(Exercise description): Look for "below" in the records and copy every line that has it.

(Natural language region descriptions)

<<<<

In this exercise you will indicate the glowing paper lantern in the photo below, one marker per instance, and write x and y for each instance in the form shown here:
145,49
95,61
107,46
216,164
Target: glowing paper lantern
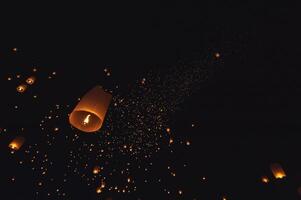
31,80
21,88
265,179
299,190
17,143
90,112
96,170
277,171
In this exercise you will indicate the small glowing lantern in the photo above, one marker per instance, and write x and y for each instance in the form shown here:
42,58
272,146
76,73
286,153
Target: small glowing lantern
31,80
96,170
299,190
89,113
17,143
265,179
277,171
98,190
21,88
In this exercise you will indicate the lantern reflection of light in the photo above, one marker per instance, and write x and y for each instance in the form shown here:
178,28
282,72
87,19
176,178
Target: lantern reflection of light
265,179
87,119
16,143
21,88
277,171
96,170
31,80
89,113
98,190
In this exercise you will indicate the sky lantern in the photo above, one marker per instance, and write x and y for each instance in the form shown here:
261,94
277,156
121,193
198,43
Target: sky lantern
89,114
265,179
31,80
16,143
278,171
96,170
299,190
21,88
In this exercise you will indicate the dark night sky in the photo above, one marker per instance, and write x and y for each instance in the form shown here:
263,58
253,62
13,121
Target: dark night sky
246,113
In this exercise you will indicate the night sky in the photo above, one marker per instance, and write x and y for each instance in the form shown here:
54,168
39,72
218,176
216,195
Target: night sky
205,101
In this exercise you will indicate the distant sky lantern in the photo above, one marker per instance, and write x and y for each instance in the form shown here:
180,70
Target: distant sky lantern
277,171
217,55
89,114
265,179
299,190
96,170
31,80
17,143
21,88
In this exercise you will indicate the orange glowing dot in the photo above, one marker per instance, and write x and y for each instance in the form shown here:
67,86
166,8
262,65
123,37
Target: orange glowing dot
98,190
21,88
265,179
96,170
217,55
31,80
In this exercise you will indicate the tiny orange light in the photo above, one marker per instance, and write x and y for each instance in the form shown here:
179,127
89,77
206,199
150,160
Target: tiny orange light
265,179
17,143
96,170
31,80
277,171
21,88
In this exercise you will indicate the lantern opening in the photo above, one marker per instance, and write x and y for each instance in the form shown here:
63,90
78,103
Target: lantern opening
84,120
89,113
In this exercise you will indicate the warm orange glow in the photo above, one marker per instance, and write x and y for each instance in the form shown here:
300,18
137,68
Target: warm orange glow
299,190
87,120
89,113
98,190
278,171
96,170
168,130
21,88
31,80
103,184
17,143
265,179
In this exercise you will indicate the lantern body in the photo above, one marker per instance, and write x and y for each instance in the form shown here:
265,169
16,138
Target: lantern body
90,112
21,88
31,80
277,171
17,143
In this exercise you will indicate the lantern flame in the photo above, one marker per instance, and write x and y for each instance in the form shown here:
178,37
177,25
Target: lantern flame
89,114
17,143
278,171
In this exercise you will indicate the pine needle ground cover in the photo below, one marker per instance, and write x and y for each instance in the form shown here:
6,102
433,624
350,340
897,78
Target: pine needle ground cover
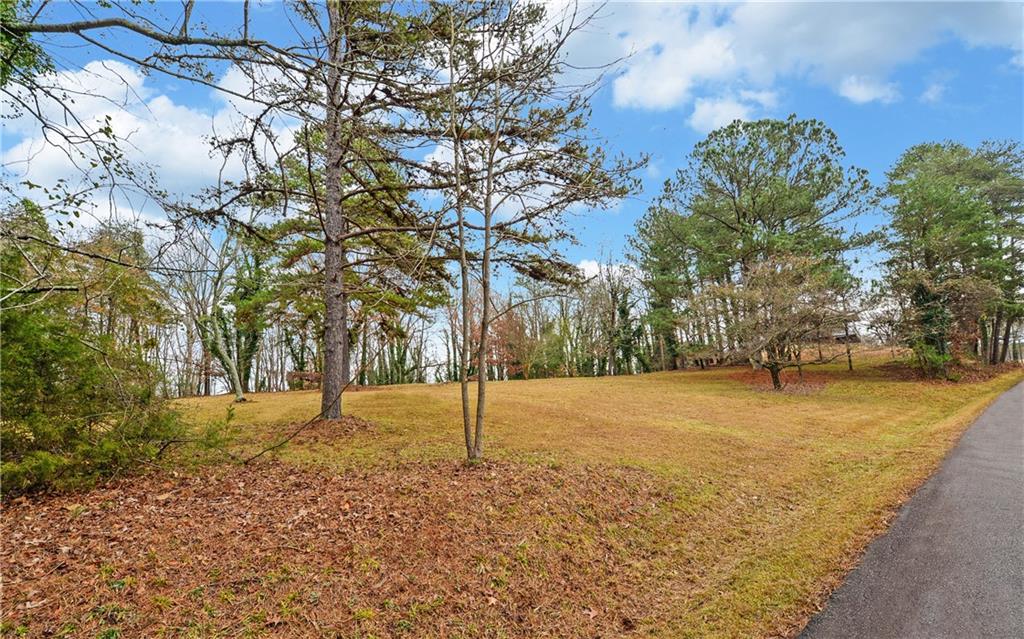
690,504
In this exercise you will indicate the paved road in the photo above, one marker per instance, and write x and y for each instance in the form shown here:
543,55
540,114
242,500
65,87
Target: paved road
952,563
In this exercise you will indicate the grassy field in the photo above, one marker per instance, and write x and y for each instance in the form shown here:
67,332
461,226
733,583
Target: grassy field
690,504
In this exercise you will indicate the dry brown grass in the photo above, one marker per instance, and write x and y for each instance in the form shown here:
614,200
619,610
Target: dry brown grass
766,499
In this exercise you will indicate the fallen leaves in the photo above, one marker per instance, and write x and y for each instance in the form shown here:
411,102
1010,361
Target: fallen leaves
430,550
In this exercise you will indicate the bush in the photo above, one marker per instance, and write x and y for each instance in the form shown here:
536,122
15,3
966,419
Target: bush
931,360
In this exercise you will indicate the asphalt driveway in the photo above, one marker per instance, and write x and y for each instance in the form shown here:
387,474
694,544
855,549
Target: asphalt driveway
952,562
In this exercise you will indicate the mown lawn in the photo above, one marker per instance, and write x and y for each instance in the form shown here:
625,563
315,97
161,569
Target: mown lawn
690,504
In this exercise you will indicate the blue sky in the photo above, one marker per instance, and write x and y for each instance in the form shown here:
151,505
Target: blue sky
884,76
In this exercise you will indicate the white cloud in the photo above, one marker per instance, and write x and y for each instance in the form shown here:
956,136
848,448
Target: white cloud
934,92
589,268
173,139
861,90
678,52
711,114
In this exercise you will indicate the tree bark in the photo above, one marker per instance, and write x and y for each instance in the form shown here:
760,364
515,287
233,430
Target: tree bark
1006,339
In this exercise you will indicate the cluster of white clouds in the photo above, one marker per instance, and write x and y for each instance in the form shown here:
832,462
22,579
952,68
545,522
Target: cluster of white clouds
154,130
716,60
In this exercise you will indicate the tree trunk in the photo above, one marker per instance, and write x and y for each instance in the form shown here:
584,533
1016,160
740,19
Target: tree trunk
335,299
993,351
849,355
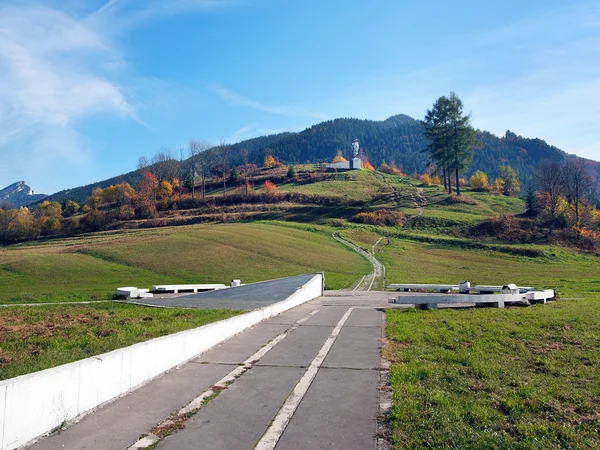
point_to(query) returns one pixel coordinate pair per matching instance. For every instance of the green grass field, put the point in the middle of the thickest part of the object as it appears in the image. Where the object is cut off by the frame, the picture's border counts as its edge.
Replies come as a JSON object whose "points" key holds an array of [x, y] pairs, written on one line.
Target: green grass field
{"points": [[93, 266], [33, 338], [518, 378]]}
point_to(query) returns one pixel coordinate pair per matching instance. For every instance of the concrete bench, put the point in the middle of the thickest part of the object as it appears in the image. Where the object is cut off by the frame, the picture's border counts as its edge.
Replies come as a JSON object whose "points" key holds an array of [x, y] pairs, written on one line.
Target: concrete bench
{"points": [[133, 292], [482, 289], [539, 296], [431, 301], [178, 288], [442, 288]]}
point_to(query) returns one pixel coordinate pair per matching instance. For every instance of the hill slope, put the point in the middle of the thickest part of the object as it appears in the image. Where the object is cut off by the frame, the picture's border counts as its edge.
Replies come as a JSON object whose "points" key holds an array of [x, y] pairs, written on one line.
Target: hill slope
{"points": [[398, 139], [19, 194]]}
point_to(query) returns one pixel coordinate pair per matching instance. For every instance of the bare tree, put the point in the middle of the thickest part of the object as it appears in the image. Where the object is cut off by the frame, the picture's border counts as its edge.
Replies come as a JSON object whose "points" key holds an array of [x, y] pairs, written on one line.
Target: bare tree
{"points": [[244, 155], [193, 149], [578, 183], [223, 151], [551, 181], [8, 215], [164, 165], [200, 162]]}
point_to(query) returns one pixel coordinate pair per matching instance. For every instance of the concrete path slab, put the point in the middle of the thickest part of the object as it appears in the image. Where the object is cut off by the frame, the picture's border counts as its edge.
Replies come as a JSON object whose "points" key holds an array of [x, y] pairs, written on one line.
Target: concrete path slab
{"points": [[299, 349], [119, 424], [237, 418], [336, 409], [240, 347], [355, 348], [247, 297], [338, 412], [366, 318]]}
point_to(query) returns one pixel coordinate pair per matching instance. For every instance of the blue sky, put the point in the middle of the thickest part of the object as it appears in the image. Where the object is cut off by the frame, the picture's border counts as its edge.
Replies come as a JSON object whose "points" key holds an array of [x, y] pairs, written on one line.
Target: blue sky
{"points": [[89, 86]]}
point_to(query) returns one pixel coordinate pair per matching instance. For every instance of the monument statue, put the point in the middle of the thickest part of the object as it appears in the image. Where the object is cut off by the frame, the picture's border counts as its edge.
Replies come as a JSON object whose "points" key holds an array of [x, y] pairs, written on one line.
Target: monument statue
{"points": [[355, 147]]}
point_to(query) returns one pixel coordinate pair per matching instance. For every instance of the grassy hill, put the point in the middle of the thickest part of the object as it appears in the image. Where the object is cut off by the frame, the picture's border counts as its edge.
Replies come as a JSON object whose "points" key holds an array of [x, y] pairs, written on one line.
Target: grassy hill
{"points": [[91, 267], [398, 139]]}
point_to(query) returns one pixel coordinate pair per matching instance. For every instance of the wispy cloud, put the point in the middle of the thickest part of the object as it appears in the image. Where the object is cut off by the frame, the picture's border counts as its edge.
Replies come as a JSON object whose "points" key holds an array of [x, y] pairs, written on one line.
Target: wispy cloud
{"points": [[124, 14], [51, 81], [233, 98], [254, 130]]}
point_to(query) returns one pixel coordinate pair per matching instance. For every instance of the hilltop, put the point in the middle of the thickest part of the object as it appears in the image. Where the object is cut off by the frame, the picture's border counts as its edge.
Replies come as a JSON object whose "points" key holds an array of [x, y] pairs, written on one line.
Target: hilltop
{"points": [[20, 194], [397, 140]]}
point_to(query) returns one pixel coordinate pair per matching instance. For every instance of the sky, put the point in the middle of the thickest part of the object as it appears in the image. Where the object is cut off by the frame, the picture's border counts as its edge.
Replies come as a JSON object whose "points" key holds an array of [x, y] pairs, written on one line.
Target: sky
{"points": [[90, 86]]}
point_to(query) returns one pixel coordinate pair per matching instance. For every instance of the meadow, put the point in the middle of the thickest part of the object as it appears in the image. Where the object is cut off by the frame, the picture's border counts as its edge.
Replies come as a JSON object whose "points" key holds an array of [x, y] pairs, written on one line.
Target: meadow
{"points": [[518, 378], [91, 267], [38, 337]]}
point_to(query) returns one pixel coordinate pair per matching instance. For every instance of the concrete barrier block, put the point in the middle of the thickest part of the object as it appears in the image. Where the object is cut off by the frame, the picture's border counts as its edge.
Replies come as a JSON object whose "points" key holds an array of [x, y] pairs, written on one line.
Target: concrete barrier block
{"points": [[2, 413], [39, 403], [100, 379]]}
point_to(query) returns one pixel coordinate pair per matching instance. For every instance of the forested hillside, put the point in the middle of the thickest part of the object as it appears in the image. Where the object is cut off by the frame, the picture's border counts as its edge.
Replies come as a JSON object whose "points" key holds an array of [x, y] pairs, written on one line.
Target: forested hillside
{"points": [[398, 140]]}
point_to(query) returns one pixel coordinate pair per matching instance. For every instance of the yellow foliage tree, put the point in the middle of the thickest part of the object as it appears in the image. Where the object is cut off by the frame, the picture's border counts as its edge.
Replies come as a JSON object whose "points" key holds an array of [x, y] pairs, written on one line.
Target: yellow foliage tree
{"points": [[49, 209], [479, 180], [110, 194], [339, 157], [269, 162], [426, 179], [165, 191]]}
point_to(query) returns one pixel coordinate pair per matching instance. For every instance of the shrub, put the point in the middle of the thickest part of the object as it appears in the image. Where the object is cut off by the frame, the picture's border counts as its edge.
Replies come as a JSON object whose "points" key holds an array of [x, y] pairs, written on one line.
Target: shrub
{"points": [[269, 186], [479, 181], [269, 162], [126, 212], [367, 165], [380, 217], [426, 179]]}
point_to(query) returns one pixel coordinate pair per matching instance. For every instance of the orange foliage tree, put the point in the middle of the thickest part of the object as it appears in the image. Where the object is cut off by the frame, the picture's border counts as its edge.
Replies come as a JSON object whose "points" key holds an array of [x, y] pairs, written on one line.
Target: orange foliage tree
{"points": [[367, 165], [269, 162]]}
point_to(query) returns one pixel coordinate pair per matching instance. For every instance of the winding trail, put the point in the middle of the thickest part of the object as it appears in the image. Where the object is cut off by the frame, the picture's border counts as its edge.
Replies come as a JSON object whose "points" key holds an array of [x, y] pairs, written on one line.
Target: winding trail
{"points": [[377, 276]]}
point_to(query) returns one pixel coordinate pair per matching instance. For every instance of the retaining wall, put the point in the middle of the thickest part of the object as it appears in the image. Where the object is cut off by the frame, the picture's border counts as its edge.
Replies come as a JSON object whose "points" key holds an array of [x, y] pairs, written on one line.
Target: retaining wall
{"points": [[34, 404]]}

>>>>

(Exercise output):
In this exercise you will indicate the glowing paper lantern in the photo below, one marker per instance, and write x and y for each instance in the form shown here:
In this exercise you will indicate the pine needle ground cover in the photo below, one marker per instance, and write x and y for each instance in the form shown here:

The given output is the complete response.